— Start Data entries —

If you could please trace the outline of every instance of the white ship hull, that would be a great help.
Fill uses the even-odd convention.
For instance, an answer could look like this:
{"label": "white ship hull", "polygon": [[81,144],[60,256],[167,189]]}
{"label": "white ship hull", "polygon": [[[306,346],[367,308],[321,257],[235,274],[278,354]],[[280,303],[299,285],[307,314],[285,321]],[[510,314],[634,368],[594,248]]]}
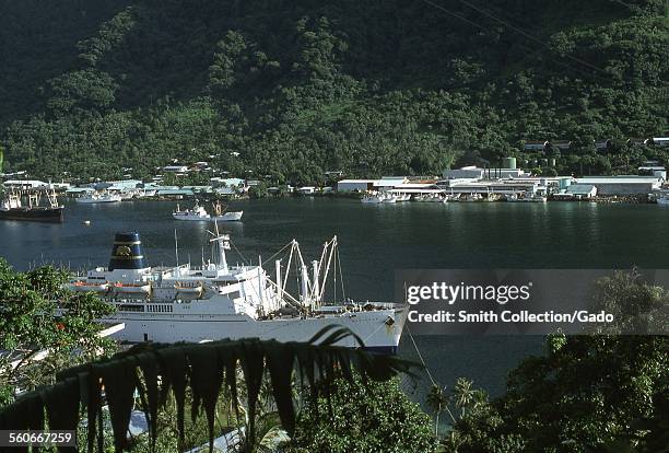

— End Data entries —

Copy out the text of the records above word for word, without changing anything. Leave the pictures out.

If you could please trace the outline of every instance of the white ship hull, that would be a great help.
Fill uses the even-odd convention.
For instance, an answer could look like this:
{"label": "white ship hull", "polygon": [[81,144],[60,256],[167,189]]}
{"label": "white ship hull", "polygon": [[[306,346],[367,308],[321,257],[235,274],[278,354]],[[280,303],[299,285],[307,314],[285,321]],[[510,314],[634,368],[594,248]]]}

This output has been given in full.